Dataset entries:
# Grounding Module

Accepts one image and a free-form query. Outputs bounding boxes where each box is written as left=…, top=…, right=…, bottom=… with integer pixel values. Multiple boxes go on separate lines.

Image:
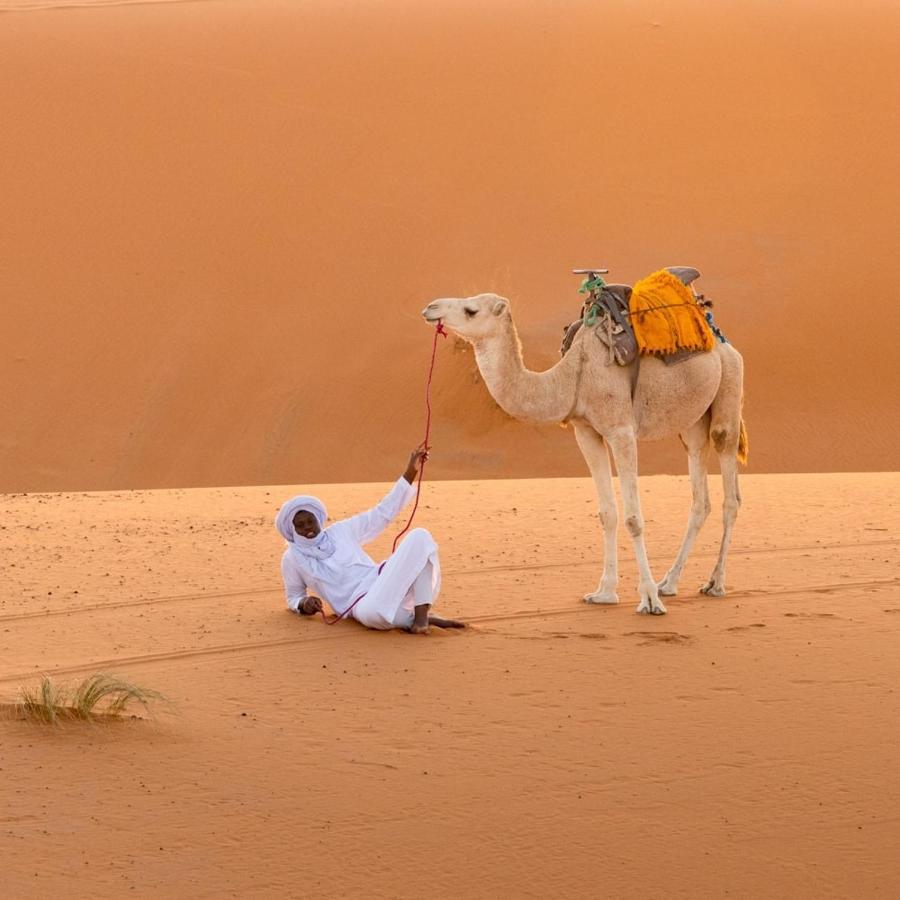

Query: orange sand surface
left=0, top=473, right=900, bottom=900
left=0, top=0, right=900, bottom=491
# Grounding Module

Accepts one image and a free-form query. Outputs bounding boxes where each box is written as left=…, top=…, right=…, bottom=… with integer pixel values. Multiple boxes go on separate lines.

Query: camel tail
left=738, top=416, right=750, bottom=466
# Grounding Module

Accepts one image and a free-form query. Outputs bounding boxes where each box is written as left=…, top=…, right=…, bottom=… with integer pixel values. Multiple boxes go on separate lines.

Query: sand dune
left=0, top=474, right=900, bottom=898
left=0, top=0, right=900, bottom=491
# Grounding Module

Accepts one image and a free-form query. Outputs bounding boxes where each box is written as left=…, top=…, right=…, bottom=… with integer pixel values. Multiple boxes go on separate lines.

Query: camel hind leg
left=572, top=421, right=619, bottom=603
left=659, top=413, right=711, bottom=597
left=604, top=427, right=666, bottom=616
left=700, top=446, right=741, bottom=597
left=700, top=345, right=748, bottom=597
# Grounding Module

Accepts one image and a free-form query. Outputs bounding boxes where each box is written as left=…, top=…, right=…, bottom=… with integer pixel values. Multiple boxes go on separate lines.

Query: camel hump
left=666, top=266, right=700, bottom=284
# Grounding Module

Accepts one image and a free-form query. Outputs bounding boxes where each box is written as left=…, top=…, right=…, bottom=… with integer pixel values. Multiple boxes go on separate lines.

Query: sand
left=0, top=0, right=900, bottom=900
left=0, top=0, right=900, bottom=491
left=0, top=474, right=900, bottom=898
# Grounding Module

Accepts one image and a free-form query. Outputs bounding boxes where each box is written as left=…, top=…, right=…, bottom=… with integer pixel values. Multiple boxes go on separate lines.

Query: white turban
left=275, top=494, right=328, bottom=544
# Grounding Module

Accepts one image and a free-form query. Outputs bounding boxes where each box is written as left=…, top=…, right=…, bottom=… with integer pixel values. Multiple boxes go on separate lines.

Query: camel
left=422, top=284, right=747, bottom=615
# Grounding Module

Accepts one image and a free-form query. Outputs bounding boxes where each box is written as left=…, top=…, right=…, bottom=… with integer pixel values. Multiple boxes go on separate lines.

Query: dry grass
left=15, top=672, right=170, bottom=725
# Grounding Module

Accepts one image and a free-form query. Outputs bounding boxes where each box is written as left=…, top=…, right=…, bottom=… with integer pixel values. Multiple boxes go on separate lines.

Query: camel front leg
left=572, top=422, right=619, bottom=603
left=659, top=416, right=710, bottom=597
left=605, top=428, right=666, bottom=616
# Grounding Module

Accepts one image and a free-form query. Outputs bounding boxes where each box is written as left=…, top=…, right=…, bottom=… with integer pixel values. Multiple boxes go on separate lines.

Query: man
left=275, top=447, right=465, bottom=634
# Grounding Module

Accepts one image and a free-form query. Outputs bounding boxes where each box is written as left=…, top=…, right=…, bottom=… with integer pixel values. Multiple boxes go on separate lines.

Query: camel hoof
left=582, top=591, right=619, bottom=605
left=635, top=597, right=668, bottom=616
left=657, top=578, right=678, bottom=597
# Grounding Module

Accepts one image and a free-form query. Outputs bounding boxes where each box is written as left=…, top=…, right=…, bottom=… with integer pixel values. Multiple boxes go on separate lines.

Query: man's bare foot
left=428, top=616, right=466, bottom=628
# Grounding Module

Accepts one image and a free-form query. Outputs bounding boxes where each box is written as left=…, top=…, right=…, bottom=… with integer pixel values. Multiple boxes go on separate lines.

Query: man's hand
left=300, top=597, right=322, bottom=616
left=403, top=444, right=428, bottom=484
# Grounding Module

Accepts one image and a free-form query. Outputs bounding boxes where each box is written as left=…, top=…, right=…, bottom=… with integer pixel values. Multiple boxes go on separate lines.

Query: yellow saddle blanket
left=629, top=269, right=715, bottom=356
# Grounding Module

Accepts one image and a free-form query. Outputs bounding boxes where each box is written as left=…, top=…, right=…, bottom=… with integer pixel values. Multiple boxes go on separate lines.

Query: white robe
left=281, top=478, right=441, bottom=629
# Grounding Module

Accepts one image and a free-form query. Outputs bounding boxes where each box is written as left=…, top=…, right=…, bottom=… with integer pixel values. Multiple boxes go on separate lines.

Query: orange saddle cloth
left=629, top=269, right=715, bottom=356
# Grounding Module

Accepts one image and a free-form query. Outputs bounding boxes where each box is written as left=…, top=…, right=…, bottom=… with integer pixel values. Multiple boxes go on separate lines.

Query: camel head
left=422, top=294, right=511, bottom=344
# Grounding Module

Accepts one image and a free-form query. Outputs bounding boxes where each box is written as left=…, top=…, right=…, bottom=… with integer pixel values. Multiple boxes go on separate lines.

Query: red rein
left=319, top=319, right=447, bottom=625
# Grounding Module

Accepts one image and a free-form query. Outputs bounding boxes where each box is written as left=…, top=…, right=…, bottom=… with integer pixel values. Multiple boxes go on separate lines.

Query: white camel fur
left=422, top=294, right=747, bottom=615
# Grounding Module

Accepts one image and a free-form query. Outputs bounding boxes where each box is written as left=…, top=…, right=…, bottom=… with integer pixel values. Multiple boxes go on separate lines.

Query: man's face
left=292, top=509, right=322, bottom=538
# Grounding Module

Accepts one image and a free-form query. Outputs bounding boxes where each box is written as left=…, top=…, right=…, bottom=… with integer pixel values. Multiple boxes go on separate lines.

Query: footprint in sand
left=625, top=631, right=691, bottom=647
left=785, top=613, right=840, bottom=619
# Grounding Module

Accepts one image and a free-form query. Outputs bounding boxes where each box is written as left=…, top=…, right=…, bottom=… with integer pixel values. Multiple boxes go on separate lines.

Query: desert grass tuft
left=17, top=672, right=170, bottom=725
left=17, top=675, right=68, bottom=725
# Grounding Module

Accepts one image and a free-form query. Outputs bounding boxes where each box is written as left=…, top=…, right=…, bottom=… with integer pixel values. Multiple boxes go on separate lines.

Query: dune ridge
left=0, top=0, right=900, bottom=491
left=0, top=473, right=900, bottom=900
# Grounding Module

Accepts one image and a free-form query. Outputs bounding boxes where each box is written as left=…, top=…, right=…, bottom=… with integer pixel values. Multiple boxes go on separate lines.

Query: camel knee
left=597, top=509, right=619, bottom=531
left=709, top=425, right=739, bottom=453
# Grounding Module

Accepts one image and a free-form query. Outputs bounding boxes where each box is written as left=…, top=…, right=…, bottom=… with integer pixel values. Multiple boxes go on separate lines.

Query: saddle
left=560, top=266, right=704, bottom=366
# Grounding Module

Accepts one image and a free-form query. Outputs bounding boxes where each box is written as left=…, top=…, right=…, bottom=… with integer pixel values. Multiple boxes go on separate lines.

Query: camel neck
left=475, top=321, right=579, bottom=424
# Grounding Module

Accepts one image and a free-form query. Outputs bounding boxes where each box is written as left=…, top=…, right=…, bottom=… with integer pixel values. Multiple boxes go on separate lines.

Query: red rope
left=319, top=319, right=447, bottom=625
left=391, top=319, right=447, bottom=553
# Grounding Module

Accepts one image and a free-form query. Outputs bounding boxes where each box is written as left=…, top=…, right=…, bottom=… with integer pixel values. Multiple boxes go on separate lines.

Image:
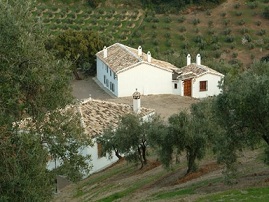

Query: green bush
left=225, top=35, right=234, bottom=43
left=178, top=26, right=186, bottom=32
left=256, top=29, right=266, bottom=36
left=192, top=18, right=200, bottom=25
left=177, top=16, right=186, bottom=23
left=262, top=6, right=269, bottom=19
left=234, top=3, right=240, bottom=9
left=235, top=11, right=242, bottom=16
left=247, top=1, right=258, bottom=9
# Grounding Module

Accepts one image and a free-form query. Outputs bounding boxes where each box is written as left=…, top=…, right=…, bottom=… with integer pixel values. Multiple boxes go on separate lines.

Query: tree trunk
left=137, top=146, right=144, bottom=169
left=73, top=70, right=81, bottom=80
left=186, top=148, right=196, bottom=174
left=141, top=144, right=147, bottom=165
left=115, top=150, right=122, bottom=160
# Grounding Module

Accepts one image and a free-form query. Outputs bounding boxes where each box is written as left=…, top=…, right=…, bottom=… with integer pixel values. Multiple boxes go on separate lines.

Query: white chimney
left=196, top=54, right=201, bottom=65
left=147, top=51, right=151, bottom=63
left=137, top=46, right=142, bottom=56
left=103, top=46, right=107, bottom=58
left=187, top=54, right=191, bottom=65
left=133, top=89, right=140, bottom=114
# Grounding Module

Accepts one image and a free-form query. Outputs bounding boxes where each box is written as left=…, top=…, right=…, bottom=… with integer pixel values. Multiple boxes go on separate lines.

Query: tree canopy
left=97, top=114, right=160, bottom=168
left=46, top=30, right=104, bottom=79
left=0, top=0, right=90, bottom=201
left=212, top=62, right=269, bottom=170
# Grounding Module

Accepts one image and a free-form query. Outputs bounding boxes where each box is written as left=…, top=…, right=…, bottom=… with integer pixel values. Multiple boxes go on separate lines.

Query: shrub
left=247, top=1, right=258, bottom=9
left=165, top=40, right=172, bottom=47
left=145, top=16, right=153, bottom=22
left=213, top=50, right=221, bottom=59
left=164, top=16, right=172, bottom=23
left=223, top=19, right=230, bottom=26
left=207, top=20, right=213, bottom=27
left=234, top=3, right=240, bottom=9
left=205, top=10, right=211, bottom=16
left=225, top=35, right=234, bottom=43
left=240, top=27, right=249, bottom=34
left=192, top=18, right=200, bottom=25
left=153, top=18, right=160, bottom=23
left=257, top=29, right=266, bottom=36
left=164, top=33, right=171, bottom=38
left=177, top=16, right=186, bottom=23
left=223, top=28, right=232, bottom=36
left=238, top=19, right=245, bottom=25
left=193, top=35, right=203, bottom=43
left=178, top=26, right=186, bottom=32
left=262, top=6, right=269, bottom=19
left=207, top=29, right=215, bottom=35
left=220, top=12, right=226, bottom=18
left=152, top=39, right=159, bottom=46
left=232, top=53, right=238, bottom=58
left=235, top=11, right=242, bottom=16
left=255, top=21, right=262, bottom=26
left=248, top=43, right=254, bottom=50
left=212, top=43, right=220, bottom=50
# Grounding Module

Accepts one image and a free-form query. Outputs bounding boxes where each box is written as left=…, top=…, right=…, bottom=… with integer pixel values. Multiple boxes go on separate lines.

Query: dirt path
left=72, top=78, right=198, bottom=119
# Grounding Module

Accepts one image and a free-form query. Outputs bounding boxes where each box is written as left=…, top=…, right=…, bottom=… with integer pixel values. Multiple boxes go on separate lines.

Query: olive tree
left=212, top=62, right=269, bottom=176
left=0, top=0, right=90, bottom=201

*Stated task*:
Pick out every line in the records above that contains the word "tree" and copy those lines.

*Completed exercise*:
Query: tree trunk
Query: tree canopy
Query: olive tree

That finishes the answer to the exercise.